### [WHAT YOU NEED TO DO]
The required output is the exact sequence of lines from the line holding "TARGET = car roof" to the end of the records, inclusive.

### [INPUT]
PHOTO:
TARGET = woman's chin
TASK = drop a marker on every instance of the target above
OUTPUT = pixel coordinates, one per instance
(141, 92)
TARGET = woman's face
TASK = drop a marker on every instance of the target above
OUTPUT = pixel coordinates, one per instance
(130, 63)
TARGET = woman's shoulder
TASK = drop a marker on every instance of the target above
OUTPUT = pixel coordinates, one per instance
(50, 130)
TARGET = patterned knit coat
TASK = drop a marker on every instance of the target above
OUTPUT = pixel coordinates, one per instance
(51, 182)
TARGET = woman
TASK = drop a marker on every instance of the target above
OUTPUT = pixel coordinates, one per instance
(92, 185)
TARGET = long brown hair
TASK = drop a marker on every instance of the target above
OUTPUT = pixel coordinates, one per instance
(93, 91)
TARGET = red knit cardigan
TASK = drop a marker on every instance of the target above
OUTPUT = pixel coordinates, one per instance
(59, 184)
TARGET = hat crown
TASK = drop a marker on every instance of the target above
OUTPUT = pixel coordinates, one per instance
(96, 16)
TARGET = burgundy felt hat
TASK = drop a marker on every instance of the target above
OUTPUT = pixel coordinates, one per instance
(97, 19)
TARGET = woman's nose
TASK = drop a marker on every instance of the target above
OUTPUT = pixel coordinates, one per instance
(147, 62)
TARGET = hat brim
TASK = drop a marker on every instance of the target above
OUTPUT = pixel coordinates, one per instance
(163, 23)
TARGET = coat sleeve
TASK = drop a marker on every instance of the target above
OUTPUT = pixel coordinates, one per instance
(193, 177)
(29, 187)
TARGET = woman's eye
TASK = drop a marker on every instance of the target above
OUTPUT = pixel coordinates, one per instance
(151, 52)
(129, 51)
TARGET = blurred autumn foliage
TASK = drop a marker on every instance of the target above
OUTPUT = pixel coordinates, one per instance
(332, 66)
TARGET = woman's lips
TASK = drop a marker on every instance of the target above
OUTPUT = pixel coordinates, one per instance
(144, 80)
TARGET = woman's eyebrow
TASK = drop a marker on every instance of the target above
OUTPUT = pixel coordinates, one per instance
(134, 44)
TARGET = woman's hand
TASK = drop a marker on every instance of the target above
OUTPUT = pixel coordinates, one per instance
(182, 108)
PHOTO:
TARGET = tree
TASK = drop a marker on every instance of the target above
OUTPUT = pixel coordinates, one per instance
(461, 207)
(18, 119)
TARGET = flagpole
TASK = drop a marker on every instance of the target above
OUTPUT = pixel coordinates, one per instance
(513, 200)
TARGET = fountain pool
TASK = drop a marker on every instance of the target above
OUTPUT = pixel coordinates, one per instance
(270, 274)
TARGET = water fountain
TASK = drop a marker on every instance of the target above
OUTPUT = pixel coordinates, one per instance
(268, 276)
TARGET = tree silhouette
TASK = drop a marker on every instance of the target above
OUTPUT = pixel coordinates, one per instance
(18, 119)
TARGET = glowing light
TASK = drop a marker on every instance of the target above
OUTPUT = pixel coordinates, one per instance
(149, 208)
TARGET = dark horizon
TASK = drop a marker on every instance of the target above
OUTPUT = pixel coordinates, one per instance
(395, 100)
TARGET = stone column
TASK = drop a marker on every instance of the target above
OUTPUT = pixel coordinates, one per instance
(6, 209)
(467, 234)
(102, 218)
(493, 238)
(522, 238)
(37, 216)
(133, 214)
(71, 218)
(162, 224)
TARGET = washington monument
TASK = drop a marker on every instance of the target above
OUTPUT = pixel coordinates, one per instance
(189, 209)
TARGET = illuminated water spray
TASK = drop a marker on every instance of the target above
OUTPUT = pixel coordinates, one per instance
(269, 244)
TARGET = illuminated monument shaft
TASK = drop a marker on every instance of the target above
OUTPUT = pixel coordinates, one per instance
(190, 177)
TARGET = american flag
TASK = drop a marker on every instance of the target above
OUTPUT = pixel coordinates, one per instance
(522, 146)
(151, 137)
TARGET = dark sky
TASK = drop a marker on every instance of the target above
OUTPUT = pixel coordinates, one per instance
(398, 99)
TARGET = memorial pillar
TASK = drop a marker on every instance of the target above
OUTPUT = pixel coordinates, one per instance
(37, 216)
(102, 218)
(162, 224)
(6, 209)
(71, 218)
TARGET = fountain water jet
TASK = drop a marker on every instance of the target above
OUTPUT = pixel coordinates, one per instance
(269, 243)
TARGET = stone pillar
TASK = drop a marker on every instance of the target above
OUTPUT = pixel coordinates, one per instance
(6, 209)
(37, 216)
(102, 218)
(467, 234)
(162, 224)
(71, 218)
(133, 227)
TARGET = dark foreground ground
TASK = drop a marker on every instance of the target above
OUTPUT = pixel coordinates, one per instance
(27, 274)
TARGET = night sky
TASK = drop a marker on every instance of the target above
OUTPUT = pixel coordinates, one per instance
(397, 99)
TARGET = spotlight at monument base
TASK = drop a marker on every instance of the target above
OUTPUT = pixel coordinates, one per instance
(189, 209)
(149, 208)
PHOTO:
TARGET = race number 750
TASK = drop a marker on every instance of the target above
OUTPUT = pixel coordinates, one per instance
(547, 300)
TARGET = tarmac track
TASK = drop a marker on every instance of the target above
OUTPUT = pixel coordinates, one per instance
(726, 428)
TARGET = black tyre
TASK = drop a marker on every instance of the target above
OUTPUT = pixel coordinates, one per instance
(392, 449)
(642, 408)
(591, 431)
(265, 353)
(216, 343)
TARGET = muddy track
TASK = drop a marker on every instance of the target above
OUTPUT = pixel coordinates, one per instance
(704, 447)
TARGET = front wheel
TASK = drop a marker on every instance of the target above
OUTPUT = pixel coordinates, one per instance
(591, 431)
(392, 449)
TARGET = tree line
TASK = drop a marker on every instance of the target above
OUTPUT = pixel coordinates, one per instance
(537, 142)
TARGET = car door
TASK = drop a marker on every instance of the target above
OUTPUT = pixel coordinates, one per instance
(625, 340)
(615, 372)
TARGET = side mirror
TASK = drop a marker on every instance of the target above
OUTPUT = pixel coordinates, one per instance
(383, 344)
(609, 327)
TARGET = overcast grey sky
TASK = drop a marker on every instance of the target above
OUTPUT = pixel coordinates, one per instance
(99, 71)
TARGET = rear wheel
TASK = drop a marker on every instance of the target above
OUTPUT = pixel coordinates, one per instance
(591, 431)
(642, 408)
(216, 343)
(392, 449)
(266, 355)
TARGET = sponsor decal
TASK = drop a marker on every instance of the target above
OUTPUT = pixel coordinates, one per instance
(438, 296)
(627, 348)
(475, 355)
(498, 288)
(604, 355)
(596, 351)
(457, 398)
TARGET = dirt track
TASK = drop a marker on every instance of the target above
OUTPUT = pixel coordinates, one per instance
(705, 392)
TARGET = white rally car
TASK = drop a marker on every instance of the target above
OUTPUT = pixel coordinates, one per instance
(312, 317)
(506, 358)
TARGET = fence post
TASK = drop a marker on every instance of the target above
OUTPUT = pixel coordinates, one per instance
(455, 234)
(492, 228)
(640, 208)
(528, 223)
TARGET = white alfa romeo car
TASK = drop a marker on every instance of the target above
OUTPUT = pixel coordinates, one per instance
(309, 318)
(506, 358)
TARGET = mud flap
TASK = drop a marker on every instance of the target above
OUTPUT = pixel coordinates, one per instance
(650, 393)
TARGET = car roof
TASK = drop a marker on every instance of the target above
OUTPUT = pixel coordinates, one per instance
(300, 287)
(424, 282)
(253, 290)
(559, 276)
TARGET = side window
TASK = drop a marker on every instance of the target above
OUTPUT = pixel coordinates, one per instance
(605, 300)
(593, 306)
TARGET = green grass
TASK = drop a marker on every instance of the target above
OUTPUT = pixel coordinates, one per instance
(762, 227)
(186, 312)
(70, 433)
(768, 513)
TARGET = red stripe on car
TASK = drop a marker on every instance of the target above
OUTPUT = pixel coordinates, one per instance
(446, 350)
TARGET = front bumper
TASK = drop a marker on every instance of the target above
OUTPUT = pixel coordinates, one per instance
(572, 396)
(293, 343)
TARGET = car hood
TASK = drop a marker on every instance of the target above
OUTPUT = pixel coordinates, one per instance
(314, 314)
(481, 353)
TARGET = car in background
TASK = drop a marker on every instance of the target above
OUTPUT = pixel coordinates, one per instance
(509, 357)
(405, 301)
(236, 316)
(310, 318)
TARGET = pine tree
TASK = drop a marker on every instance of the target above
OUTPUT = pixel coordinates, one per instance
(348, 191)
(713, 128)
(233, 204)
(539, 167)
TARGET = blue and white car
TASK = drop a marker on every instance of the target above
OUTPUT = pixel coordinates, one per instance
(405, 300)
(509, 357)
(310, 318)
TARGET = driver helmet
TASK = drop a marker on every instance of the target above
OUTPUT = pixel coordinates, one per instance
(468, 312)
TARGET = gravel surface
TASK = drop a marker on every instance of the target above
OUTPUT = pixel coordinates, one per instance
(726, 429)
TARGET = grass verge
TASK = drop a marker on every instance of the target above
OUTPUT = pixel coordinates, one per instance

### [RESULT FOR THIS TASK]
TARGET = car roof
TASK = drop a marker on every instance of the target above
OUTPUT = pixel coordinates, one per instance
(300, 287)
(424, 282)
(253, 290)
(559, 276)
TARGET = side window
TASK = drop a marker on every instance of the target above
OUTPUT = pixel coordinates, one per instance
(605, 300)
(593, 306)
TARGET = green grass
TASK = drop a marker on every instance of the target above
OUTPUT = pixel coordinates, one per instance
(762, 227)
(186, 312)
(70, 433)
(768, 513)
TARGET = red stripe on car
TASK = drop a marker on every instance of the target above
OUTPUT = pixel coordinates, one per instance
(446, 350)
TARGET = front bumper
TASK = drop a marker on every instance of the target above
OUTPUT = pixel coordinates, one per instance
(572, 396)
(293, 343)
TARGET = car hood
TASK = drop a marker on every instance of the target above
OUTPUT = pixel coordinates, one per instance
(314, 314)
(481, 353)
TARGET = car in background
TASK = drop a marker on every instance of the target above
OUTPUT = pixel coordinates, one per instance
(509, 357)
(405, 301)
(236, 316)
(310, 318)
TARGET = pine tree
TASK = drop a marker on every instance of the target above
OUTPUT = pixel coordinates, one per instance
(348, 191)
(713, 128)
(233, 204)
(539, 167)
TARGET = blue and white car
TASK = drop a marker on every instance of the target above
OUTPUT = pixel coordinates, one per instance
(405, 300)
(509, 357)
(310, 318)
TARGET = driver helmet
TASK = drop a marker on every instance of the target above
OUTPUT = pixel coordinates, one per instance
(468, 312)
TARGET = gravel surface
TASK = drop a marker on every instance of the target above
OUTPUT = pixel coordinates, one per instance
(726, 429)
TARGET = grass verge
TASK = drop a marker on every instance of the target above
OUTPUT = pixel coordinates, one per instance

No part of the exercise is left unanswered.